# Whats the weight of the bar on smith machine?



## BigBoiH (Jun 2, 2010)

Title says it all.
Thanks


----------



## PushAndPull (Jun 2, 2010)

Approximately zero


----------



## rockhardly (Jun 2, 2010)

Fucking machine......Damn!!!  This topic needs a sticky or some shit; kinda like a SMITH MACHINE Q&A thread.


Oh, and what difference does it make?  Are you going for a PR on the smith or something?  sheeesh!!!


----------



## BigBoiH (Jun 2, 2010)

rockhardly said:


> Fucking machine......Damn!!!  This topic needs a sticky or some shit; kinda like a SMITH MACHINE Q&A thread.
> 
> 
> Oh, and what difference does it make?  Are you going for a PR on the smith or something?  sheeesh!!!


Lol sorry if it has been covered. I am not going for any records on the machine, but would just like to have it for recording purposes as I am very ocd on writing things down and knowing.


----------



## Built (Jun 2, 2010)

Ignore it. It's a machine and the only thing to track would be what you add to it.


----------



## Curt James (Jun 2, 2010)

Richard Gears said:


> 15ish





PushAndPull said:


> Approximately zero



I was Googling that question previously.  

*how much does a smith machine assembly weigh - Google Search*

Zero to 15 pounds seemed to be pretty popular responses.

And as long as you're using the same number to calculate what you've lifted each workout (for progression) then it's all good regardless of the actual number, right?


----------



## CaptainNapalm (Jun 2, 2010)

It's certainly not zero.  If that were the case then it would remain static on it's own when unsupported.  I would say 5 to 10 lbs would be a safe assumption but like others have mentioned you should be recording your weight on it by raw weight not any additional coming from the smith bar itself.  I have also found them to vary from gym to gym so your best bet would be to check yourself.  Grab a 5lb, 10lb, 15lb and 20lb weight (plate or dumbbell) with you, drag it over to the smith machine, support the bar with one arm in a bicep curl position and and grab different weights you have with you using your other arm in the same position and you should be easily able to recognize which one most closely resembles the bar youre supporting.


----------



## PushAndPull (Jun 2, 2010)

CaptainNapalm said:


> It's certainly not zero.  If that were the case then it would remain static on it's own when unsupported.



Yes, it's not acually zero. Here's something to think about. How fast does it drop? From my experiences, pretty slow. This is obviously the result of the forces from the pulleys as well as friction. What is weight?  For simplicity, weight =  mass*gravity. In this case the gravity force is almost entirely being offset by the forces of the pulleys and friction, resulting in very little weight. That's why you can easly hold it with a finger or two. I think 5 pounds is a stretch, and definetly don't think you should include it in the weight you lift.
===============
◆ **Given exercise A**
Edit the rows in Block 1 so that "instance" becomes "occurrence" and nothing else changes. Leave the picture out of your answer.
The rows come from a different source than the smith machine thread.
===============
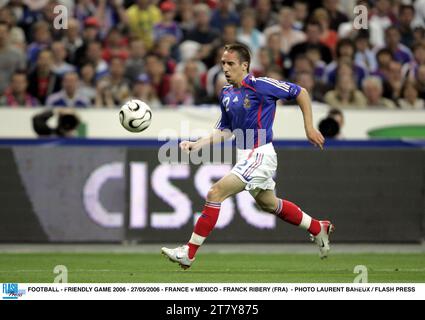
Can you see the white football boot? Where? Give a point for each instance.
(179, 255)
(322, 238)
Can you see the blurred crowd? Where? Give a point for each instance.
(167, 53)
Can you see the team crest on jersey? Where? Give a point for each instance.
(246, 103)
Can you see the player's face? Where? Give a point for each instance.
(233, 69)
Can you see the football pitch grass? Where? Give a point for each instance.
(212, 268)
===============
◆ **Given exercise B**
From the smith machine thread, repeat the part that opens with the words containing "## CaptainNapalm (Jun" and closes with "bar youre supporting.".

◆ **Exercise answer A**
Can you see the white football boot? Where? Give a point for each occurrence.
(179, 255)
(322, 238)
Can you see the blurred crowd? Where? Give a point for each occurrence.
(167, 53)
Can you see the team crest on jersey? Where? Give a point for each occurrence.
(246, 103)
Can you see the player's face? Where? Give a point for each occurrence.
(233, 69)
Can you see the football pitch grass? Where? Give a point for each occurrence.
(212, 268)

◆ **Exercise answer B**
## CaptainNapalm (Jun 2, 2010)

It's certainly not zero.  If that were the case then it would remain static on it's own when unsupported.  I would say 5 to 10 lbs would be a safe assumption but like others have mentioned you should be recording your weight on it by raw weight not any additional coming from the smith bar itself.  I have also found them to vary from gym to gym so your best bet would be to check yourself.  Grab a 5lb, 10lb, 15lb and 20lb weight (plate or dumbbell) with you, drag it over to the smith machine, support the bar with one arm in a bicep curl position and and grab different weights you have with you using your other arm in the same position and you should be easily able to recognize which one most closely resembles the bar youre supporting.